Excerpts from location labeling data:
====================

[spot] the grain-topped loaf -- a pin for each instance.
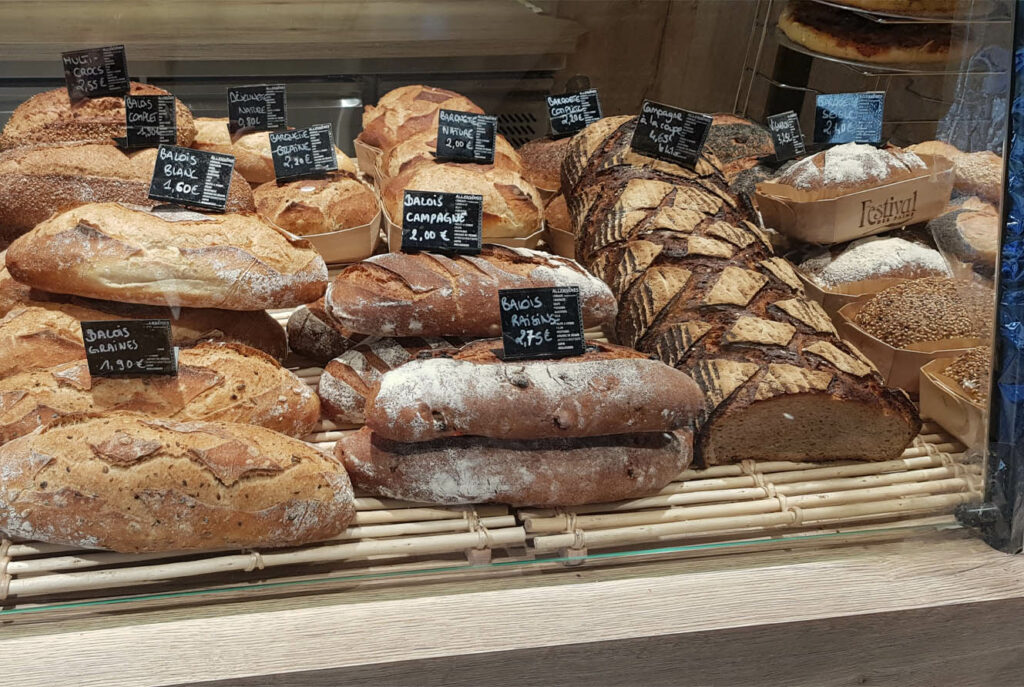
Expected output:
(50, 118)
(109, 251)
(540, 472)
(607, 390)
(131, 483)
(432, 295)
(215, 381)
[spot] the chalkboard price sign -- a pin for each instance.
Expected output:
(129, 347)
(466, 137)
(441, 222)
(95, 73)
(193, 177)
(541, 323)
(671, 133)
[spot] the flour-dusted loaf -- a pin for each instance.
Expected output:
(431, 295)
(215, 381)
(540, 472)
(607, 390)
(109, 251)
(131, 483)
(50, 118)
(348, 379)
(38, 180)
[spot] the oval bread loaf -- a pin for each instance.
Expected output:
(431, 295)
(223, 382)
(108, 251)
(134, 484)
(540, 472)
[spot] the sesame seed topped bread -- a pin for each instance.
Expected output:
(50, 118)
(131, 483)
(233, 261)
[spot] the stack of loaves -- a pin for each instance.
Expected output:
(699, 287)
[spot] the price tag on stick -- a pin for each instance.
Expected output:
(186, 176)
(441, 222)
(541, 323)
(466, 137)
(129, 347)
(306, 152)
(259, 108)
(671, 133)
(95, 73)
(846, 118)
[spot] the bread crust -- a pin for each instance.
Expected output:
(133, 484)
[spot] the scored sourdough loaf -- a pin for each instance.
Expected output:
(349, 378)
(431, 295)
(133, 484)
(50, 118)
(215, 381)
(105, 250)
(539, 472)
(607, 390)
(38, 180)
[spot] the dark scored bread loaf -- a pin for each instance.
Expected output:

====================

Short exercise: Reproduce the entries above with "a pin for each instance" replaced by "one pin per instance" throughout, leaving everything else unchanged and omitting the pictures.

Written reply:
[spot] the grain-topped loaf -- one pin per instance.
Expected output:
(50, 118)
(109, 251)
(540, 472)
(607, 390)
(131, 483)
(432, 295)
(215, 381)
[spot] the chalkboard price sign -- one pin per instance.
Expected output:
(129, 347)
(466, 137)
(441, 222)
(95, 73)
(193, 177)
(541, 323)
(671, 133)
[spot] the flour-dusted loaf -- one pin per instance.
Expected output:
(431, 295)
(215, 381)
(540, 472)
(607, 390)
(109, 251)
(131, 483)
(50, 118)
(348, 379)
(38, 180)
[spot] the oval bread loaf -- one pin per instance.
Expected output:
(431, 295)
(223, 382)
(108, 251)
(134, 484)
(540, 472)
[spot] the sesame seed topped bread -- one pin per instance.
Expected output:
(50, 118)
(131, 483)
(233, 261)
[spot] the stack of loaves -- one pin per instance.
Expected output:
(699, 287)
[spot] the price tag on stick -- one pin per instance.
Expected output:
(186, 176)
(441, 222)
(541, 323)
(466, 137)
(129, 347)
(306, 152)
(259, 108)
(671, 133)
(95, 73)
(846, 118)
[spot] the bread crust -- one pin per instance.
Expected output:
(133, 484)
[spot] the scored sourdough loaf -- one pin per instance.
Expected output:
(349, 378)
(431, 295)
(133, 484)
(50, 118)
(215, 381)
(105, 250)
(539, 472)
(607, 390)
(38, 180)
[spot] the dark scored bread loaf -- one pin per instance.
Expected output:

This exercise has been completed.